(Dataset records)

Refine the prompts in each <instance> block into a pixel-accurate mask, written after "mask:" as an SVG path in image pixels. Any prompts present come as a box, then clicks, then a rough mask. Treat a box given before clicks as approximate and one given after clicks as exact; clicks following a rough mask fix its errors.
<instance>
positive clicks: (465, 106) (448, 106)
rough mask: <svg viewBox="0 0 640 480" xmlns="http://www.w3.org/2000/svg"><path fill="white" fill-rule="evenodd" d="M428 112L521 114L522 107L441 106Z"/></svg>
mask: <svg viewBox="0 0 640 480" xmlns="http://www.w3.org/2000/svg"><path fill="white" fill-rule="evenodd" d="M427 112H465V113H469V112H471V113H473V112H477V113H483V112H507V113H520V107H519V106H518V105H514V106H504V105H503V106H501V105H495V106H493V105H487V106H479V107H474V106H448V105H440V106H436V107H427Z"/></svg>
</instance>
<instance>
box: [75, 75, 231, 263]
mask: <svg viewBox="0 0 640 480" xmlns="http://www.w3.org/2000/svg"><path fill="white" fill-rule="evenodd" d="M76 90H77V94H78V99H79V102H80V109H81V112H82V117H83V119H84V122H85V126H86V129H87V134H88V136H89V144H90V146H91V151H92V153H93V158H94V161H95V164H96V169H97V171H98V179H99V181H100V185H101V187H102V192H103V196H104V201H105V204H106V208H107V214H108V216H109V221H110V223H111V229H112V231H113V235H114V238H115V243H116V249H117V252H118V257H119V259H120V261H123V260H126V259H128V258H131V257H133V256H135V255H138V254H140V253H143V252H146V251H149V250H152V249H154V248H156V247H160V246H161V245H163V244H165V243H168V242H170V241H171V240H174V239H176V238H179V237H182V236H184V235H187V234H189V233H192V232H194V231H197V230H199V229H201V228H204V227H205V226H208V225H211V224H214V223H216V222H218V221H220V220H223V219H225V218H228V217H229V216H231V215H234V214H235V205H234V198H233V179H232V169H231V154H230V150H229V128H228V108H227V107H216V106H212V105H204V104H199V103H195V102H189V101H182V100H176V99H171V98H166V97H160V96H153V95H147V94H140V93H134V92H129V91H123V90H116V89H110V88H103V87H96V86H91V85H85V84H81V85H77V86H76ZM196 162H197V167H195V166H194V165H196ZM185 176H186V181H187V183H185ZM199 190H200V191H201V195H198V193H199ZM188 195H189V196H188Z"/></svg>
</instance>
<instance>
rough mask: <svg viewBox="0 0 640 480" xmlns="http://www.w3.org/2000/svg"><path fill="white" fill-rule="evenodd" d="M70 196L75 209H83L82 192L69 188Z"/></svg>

» **Task brief**
Copy out the entries word for word, from the very beginning through the line that contains "positive clicks: (465, 106) (448, 106)", including that line.

» **Final answer**
Refine the prompts in each <instance> block into a pixel-accurate mask, written after "mask:" as an SVG path in image pixels. Any prompts present come as a box, then clicks, then a rough mask. Treat a box given before clicks as approximate and one given after clicks as exact; clicks following a rough mask fix its errors.
<instance>
positive clicks: (465, 106) (448, 106)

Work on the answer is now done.